## Exercise brief
Starting at the first line below, copy through to the last line exactly.

---------- Available data

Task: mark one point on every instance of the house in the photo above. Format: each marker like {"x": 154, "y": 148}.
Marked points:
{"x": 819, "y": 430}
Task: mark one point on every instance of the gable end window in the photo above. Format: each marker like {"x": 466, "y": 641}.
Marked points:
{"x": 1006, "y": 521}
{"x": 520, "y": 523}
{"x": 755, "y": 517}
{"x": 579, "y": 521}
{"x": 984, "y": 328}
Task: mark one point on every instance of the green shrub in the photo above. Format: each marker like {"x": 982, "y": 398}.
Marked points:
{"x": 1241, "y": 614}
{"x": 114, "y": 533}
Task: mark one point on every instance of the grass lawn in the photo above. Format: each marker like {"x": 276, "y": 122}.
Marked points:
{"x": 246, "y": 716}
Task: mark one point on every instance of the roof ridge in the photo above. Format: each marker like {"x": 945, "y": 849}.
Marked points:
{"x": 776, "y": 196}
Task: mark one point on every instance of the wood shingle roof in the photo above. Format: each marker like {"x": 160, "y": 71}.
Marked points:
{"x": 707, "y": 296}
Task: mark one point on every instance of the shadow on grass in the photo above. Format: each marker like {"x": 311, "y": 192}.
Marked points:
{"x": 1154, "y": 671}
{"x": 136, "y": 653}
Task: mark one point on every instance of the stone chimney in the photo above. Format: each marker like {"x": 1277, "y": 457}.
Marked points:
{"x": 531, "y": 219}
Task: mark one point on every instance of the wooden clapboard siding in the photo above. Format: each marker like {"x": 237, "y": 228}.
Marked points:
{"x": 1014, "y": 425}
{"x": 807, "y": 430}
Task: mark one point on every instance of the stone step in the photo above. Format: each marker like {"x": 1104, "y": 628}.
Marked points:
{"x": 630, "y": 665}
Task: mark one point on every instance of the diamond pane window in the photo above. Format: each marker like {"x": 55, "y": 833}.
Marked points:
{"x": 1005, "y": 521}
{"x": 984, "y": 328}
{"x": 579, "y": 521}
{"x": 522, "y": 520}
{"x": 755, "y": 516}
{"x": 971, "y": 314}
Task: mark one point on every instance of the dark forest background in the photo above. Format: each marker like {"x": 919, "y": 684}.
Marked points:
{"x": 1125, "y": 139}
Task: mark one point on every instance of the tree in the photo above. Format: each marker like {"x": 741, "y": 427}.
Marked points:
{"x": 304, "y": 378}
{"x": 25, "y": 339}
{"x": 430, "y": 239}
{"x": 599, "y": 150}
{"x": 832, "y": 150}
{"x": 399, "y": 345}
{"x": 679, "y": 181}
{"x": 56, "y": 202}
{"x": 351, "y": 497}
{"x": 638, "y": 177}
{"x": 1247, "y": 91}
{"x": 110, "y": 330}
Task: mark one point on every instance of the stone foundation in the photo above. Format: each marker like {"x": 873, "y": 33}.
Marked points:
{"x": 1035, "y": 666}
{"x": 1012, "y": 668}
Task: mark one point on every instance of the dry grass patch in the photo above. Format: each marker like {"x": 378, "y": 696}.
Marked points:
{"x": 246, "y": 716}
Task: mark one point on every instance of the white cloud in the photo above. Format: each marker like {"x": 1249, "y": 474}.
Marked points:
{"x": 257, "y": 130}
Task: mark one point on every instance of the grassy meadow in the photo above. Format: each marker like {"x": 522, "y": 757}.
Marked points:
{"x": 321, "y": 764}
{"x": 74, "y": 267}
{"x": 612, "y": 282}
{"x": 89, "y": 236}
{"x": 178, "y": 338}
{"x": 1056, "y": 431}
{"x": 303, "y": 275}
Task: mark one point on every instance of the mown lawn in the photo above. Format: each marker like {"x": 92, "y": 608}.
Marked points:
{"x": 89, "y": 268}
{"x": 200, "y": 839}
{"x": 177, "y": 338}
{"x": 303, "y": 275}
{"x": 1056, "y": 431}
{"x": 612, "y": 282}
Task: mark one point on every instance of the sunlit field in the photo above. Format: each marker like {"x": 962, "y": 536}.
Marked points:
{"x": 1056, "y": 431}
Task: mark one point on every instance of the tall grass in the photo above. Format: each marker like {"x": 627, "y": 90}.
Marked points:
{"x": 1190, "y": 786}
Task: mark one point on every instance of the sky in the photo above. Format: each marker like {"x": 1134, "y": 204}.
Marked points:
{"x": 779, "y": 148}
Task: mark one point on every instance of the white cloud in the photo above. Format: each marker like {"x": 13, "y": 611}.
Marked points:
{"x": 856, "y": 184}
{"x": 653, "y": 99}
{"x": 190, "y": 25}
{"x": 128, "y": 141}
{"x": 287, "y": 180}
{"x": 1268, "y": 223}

--------------------

## Task solution
Task: mark one point on every instance of the house in the photo above. Format: each marker like {"x": 154, "y": 148}.
Marked points:
{"x": 819, "y": 430}
Task: mark one point on every instance of the gable end window in the photo above. Format: each marker like {"x": 466, "y": 641}.
Marked points:
{"x": 1006, "y": 521}
{"x": 520, "y": 523}
{"x": 755, "y": 517}
{"x": 579, "y": 521}
{"x": 984, "y": 328}
Task: mark one point on every instance of the green shrub in the photo above. Format: each marker like {"x": 982, "y": 398}.
Marked points:
{"x": 1241, "y": 614}
{"x": 114, "y": 533}
Task: mark one point on every instance of the grass lawn in the photo above. Format: each marker like {"x": 276, "y": 122}.
Marked points:
{"x": 246, "y": 716}
Task: mark one point on every instance of the roof ridge in the photo above. Format: each marker like {"x": 945, "y": 849}.
Marked points:
{"x": 776, "y": 196}
Task: mark one point on every instance of the wood shingle roof in the photo above. Format: each marker like {"x": 160, "y": 71}.
Marked points:
{"x": 707, "y": 296}
Task: mark one point on every instance of the shadow on grass in the photo above. Format: each marker like {"x": 311, "y": 192}.
Marked points:
{"x": 1154, "y": 671}
{"x": 136, "y": 653}
Task: mark one point on every instance of the stone chimney in the photo above. Format: each marker like {"x": 1277, "y": 457}.
Marked points:
{"x": 531, "y": 219}
Task: mark one point on every instance of the wooden clapboard siding in the photo above. Format: each marker like {"x": 237, "y": 228}.
Marked points:
{"x": 1014, "y": 425}
{"x": 807, "y": 430}
Task: mark one point on every instance of the stone step in the photo above. Format: each marker like {"x": 1104, "y": 628}.
Marked points:
{"x": 630, "y": 665}
Task: mark one point on every instance of the diamond pane window in the photo above. Format: each marker like {"x": 55, "y": 833}.
Marked points:
{"x": 1005, "y": 521}
{"x": 984, "y": 328}
{"x": 579, "y": 521}
{"x": 522, "y": 520}
{"x": 755, "y": 516}
{"x": 971, "y": 314}
Task: mark one point on every instance of the dark forest background in the photo above. Format: each marker like {"x": 919, "y": 684}.
Marked points:
{"x": 1125, "y": 139}
Task: mark one point on every instance of the tree in the photo above. Format: each marker like {"x": 741, "y": 427}.
Marked points:
{"x": 304, "y": 378}
{"x": 25, "y": 339}
{"x": 430, "y": 239}
{"x": 599, "y": 150}
{"x": 832, "y": 150}
{"x": 399, "y": 345}
{"x": 679, "y": 181}
{"x": 56, "y": 202}
{"x": 351, "y": 497}
{"x": 638, "y": 177}
{"x": 1247, "y": 91}
{"x": 110, "y": 330}
Task: mark one point on every instance of the stone foundation in the photo above. Format: each marker like {"x": 873, "y": 33}.
Marked points:
{"x": 1035, "y": 666}
{"x": 1012, "y": 668}
Task: mark one point on every instance of the dry grass patch in the photo above. Format: each marker like {"x": 378, "y": 696}.
Marked points:
{"x": 246, "y": 716}
Task: mark one point on every instance of the white cloud in the photo above. Format: each marker like {"x": 1249, "y": 474}.
Marked points:
{"x": 257, "y": 130}
Task: mark one point on every instance of the grassy meadow in the photo above. Format: each marker like {"x": 522, "y": 757}.
Marked points:
{"x": 321, "y": 764}
{"x": 74, "y": 267}
{"x": 612, "y": 282}
{"x": 89, "y": 236}
{"x": 178, "y": 338}
{"x": 1056, "y": 431}
{"x": 303, "y": 275}
Task: mark one point on every instance of the mown lawn in the photo above. Format: each marker like {"x": 92, "y": 608}.
Marked points:
{"x": 89, "y": 268}
{"x": 200, "y": 839}
{"x": 177, "y": 338}
{"x": 303, "y": 275}
{"x": 1056, "y": 431}
{"x": 612, "y": 282}
Task: mark one point on every instance of the sunlit field in the photo above. Format: each marker like {"x": 962, "y": 536}.
Marked points:
{"x": 1056, "y": 431}
Task: mark one point on every instance of the tall grass in the photo above. Format: each marker like {"x": 627, "y": 90}.
Marked points:
{"x": 1190, "y": 786}
Task: mark one point on every instance of the sky in the photo above. Format: each marker like {"x": 1134, "y": 204}.
Marked points:
{"x": 779, "y": 148}
Task: mark one point on every instance of the white cloud in the photo above. Format: each marker like {"x": 13, "y": 611}.
Marked points:
{"x": 856, "y": 184}
{"x": 653, "y": 99}
{"x": 190, "y": 25}
{"x": 128, "y": 141}
{"x": 287, "y": 180}
{"x": 1268, "y": 223}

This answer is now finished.